#### [Work item]
Your result should be the lines holding the word "prompts", copied from the entries below.

Stored items:
***
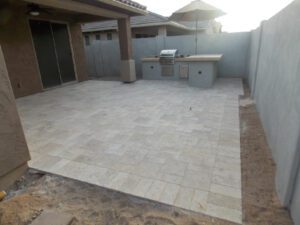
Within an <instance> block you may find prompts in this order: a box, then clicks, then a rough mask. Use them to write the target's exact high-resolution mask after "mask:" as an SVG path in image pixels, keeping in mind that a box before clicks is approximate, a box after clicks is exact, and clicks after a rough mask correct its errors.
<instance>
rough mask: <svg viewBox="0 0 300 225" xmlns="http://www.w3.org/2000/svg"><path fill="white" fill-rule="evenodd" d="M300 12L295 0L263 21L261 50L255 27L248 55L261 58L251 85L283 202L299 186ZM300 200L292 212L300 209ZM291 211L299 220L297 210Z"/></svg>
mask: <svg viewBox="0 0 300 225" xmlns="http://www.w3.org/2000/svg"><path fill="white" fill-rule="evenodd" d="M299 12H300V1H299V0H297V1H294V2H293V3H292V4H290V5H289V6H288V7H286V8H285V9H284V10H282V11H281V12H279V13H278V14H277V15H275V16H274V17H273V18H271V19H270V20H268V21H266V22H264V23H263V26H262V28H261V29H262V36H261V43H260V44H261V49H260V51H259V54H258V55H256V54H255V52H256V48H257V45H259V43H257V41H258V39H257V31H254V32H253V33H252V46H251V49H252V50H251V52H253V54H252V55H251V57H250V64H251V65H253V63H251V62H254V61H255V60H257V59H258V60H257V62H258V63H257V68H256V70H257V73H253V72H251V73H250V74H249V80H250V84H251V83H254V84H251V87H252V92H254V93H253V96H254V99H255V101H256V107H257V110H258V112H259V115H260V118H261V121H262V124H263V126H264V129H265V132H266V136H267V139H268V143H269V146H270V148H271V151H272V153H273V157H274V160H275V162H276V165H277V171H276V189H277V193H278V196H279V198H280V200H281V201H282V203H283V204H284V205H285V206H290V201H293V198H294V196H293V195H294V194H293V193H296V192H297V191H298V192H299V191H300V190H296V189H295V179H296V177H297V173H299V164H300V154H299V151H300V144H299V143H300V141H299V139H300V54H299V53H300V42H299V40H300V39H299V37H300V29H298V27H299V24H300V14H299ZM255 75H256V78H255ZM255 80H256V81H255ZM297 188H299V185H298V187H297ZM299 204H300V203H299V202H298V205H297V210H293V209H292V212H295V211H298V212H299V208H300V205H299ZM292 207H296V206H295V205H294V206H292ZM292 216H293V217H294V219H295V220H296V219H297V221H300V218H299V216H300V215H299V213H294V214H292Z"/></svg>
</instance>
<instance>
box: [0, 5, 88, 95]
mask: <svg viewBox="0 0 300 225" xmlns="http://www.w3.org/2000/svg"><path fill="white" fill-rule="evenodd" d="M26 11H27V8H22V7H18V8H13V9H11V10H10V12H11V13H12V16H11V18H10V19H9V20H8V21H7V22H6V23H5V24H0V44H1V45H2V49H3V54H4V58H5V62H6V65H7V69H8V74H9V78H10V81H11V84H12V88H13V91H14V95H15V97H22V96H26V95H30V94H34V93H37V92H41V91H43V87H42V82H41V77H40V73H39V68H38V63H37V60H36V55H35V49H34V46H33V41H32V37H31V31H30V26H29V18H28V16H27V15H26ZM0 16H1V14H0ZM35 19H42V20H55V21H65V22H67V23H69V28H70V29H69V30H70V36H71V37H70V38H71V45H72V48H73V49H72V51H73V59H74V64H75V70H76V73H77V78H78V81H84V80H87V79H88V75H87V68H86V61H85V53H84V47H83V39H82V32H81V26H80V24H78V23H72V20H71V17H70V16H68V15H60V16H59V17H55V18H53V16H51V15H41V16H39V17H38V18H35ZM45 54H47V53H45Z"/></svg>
***
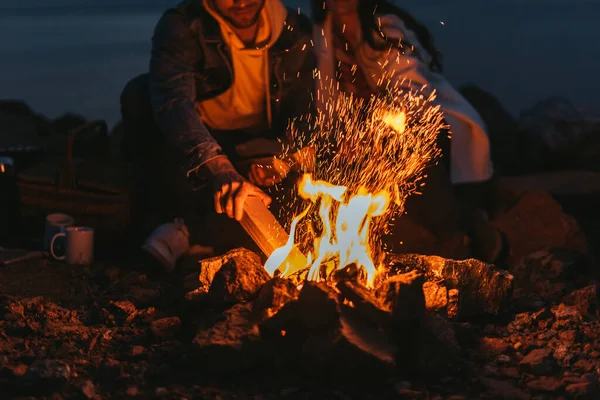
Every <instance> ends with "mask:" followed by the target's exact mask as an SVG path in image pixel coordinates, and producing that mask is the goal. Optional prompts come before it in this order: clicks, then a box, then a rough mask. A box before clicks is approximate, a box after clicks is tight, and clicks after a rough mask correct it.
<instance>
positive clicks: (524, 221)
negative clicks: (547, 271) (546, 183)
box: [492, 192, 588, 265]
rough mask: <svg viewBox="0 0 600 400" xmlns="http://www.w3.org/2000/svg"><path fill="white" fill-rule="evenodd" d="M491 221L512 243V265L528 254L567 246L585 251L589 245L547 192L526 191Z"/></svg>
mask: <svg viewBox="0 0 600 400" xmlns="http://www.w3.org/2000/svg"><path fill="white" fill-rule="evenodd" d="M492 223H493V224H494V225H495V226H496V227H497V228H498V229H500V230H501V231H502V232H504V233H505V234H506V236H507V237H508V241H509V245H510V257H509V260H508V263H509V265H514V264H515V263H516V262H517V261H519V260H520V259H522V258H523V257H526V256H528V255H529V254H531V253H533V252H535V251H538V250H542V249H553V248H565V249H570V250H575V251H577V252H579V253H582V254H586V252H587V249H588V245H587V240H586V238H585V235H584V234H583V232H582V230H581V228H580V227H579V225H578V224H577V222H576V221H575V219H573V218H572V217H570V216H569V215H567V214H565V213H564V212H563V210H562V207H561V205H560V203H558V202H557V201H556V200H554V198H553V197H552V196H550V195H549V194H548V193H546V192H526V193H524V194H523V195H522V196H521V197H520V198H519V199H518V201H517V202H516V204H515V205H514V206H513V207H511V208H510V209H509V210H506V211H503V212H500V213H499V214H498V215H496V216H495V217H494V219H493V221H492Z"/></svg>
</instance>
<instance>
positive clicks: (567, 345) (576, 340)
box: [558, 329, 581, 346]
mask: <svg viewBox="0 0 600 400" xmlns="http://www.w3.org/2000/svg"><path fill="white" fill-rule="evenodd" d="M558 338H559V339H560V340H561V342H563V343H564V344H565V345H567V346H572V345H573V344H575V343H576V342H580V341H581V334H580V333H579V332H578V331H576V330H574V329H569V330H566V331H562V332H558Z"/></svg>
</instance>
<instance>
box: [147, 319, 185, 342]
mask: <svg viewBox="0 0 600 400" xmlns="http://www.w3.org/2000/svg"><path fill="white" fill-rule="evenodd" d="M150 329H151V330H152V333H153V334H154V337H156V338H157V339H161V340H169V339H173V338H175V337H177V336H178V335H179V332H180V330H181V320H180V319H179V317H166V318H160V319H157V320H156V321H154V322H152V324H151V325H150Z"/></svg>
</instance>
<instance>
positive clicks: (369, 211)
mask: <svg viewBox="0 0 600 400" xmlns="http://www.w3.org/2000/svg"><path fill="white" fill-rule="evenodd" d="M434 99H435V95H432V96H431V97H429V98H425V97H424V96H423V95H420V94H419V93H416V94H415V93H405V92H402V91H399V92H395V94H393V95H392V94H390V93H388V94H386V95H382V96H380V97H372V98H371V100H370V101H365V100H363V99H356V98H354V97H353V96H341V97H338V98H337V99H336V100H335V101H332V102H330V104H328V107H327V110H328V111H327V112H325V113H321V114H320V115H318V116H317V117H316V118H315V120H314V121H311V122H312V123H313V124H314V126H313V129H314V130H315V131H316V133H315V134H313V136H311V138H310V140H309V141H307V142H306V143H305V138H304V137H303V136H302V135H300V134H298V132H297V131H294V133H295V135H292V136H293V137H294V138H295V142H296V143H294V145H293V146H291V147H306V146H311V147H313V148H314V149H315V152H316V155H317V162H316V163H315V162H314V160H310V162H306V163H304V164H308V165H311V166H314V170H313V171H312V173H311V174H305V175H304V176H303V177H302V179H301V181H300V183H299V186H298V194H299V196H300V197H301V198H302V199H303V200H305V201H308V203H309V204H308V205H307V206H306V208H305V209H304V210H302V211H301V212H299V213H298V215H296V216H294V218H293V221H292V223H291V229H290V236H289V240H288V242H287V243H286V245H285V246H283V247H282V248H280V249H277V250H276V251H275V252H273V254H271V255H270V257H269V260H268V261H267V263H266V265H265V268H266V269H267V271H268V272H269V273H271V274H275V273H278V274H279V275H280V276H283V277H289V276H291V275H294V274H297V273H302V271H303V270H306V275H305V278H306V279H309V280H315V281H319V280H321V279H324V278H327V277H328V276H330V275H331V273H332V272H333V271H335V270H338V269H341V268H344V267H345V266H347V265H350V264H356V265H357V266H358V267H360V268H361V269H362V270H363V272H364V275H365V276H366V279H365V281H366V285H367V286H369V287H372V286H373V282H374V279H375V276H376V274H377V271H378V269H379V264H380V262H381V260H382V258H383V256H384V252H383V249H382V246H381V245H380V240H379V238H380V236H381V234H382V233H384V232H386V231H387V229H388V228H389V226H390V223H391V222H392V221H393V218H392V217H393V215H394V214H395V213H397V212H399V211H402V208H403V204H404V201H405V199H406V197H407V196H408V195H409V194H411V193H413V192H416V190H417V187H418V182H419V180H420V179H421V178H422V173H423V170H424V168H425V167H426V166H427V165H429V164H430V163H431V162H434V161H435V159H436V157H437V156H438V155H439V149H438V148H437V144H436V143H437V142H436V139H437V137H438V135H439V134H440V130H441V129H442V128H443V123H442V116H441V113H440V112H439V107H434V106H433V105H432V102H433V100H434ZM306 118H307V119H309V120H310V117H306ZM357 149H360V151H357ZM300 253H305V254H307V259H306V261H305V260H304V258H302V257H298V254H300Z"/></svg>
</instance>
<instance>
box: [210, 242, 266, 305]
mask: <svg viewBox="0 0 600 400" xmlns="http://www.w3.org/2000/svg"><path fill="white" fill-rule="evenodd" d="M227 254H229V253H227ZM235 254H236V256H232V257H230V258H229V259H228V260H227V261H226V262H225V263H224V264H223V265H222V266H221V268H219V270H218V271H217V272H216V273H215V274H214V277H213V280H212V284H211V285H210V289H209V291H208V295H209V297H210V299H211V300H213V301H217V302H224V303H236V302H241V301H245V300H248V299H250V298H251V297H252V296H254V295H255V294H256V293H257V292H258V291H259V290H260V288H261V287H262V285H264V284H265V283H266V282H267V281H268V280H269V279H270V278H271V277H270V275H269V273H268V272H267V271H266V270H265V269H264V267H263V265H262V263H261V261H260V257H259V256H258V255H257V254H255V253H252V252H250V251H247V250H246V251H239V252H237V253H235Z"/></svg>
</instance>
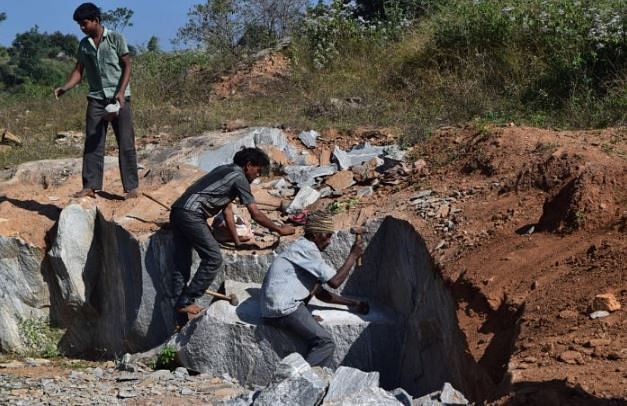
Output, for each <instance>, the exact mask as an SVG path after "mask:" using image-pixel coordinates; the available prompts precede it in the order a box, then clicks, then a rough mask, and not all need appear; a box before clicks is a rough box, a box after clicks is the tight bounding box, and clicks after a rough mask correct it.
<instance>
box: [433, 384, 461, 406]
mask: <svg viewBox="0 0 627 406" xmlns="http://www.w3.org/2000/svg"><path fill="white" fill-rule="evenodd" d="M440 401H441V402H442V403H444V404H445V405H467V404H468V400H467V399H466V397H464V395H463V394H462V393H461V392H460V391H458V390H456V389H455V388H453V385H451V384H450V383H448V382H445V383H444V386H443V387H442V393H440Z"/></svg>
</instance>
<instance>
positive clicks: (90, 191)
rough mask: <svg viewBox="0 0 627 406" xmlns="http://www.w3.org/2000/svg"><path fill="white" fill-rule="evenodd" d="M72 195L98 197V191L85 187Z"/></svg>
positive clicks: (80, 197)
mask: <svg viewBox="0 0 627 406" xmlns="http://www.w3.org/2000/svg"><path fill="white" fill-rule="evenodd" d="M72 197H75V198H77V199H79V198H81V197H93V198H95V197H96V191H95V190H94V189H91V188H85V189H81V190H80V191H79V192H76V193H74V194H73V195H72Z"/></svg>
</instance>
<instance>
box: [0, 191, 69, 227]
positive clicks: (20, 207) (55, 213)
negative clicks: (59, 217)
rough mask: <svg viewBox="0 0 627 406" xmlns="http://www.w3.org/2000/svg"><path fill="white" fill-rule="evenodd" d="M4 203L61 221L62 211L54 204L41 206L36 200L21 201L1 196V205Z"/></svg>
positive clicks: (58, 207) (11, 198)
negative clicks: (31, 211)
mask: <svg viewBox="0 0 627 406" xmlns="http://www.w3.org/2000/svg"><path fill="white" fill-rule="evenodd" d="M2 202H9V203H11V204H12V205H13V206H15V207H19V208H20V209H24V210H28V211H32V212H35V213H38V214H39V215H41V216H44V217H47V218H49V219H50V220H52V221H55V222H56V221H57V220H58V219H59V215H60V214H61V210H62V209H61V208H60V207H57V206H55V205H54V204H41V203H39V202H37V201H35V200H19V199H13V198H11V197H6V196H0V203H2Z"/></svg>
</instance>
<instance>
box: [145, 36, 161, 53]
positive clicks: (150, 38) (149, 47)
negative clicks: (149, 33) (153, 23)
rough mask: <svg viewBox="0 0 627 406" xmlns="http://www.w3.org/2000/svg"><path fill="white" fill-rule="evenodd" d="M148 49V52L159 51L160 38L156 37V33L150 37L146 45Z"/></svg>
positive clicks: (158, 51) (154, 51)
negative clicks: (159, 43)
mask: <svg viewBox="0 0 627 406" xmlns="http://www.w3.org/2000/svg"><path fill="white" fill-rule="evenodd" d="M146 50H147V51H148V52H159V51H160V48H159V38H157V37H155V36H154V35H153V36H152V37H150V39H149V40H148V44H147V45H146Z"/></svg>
***
#### [Output]
Within an <instance> block you may find prompts in this order: a box, then clicks, then a rough mask. Use them to write the target's exact high-resolution mask after "mask:" as an SVG path in image pixels, keeping in mind that a box before clicks is approximate, a box after clicks is exact, and clicks after a rough mask correct its errors.
Every <instance> ends with "mask:" followed by the target's exact mask as an SVG path in image pixel coordinates, and producing that mask is the goal. Optional prompts come before it in this order: clicks, then a box, then a rough mask. A box before clicks is approximate, a box after clicks is tight, and clicks after a rough mask correct it.
Output, for each <instance>, the exact mask as an SVG path after "mask:" using image-pixel coordinates; the available prompts precede it in the order a box, then clicks, then a rough mask, and not all need appear; a box before clicks is a rough box, a box after clicks is the tight bounding box, and clicks after a rough mask correct it.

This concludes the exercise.